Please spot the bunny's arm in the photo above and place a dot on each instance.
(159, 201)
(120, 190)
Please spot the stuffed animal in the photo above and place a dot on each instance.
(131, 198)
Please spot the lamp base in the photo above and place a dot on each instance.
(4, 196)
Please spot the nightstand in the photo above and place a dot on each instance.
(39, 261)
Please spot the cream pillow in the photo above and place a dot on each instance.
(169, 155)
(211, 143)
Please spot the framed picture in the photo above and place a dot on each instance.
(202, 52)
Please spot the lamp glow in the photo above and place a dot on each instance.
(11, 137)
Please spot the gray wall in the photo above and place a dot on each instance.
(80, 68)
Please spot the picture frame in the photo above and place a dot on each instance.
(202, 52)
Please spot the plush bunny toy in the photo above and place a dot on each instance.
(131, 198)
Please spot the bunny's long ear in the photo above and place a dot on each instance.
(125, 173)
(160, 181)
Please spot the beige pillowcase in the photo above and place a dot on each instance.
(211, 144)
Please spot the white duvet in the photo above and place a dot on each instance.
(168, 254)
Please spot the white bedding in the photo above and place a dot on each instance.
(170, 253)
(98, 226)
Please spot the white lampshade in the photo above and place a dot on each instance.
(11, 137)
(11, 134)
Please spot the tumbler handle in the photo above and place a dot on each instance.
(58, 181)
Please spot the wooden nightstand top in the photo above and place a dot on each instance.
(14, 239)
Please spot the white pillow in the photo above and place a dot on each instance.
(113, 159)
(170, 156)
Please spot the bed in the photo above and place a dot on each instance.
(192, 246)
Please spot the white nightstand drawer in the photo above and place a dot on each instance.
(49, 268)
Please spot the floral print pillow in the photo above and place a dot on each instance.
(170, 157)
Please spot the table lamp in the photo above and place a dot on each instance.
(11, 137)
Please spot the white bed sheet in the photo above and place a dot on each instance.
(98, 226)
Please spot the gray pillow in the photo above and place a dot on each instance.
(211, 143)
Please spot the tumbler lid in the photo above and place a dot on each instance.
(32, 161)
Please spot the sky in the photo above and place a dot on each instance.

_ _ _ _

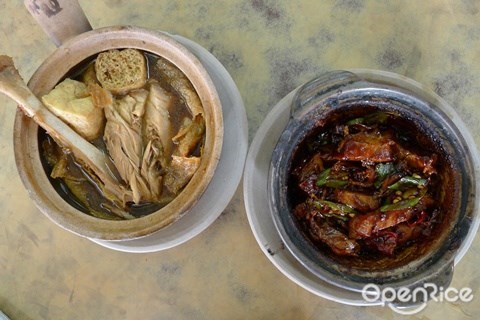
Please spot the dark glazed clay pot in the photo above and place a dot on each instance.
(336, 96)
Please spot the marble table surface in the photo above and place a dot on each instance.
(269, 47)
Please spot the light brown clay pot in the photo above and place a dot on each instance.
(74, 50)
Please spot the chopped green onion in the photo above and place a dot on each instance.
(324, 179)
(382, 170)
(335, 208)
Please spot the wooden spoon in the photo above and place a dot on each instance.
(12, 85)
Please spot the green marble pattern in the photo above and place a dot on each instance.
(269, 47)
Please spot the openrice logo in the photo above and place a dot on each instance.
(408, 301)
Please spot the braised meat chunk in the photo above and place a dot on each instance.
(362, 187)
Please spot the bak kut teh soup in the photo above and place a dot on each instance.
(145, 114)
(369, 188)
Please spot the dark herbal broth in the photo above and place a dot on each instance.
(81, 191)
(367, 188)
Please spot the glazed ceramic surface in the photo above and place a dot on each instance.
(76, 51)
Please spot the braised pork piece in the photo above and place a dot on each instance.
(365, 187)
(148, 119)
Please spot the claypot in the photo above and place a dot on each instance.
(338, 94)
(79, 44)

_ _ _ _

Pick out each row above that contains the string "table", and copy those rows in full. Case counts.

Please spot the table lamp in the photo above and place a dot on each instance.
Please spot the marble table surface in the photo above and place a dot on each instance.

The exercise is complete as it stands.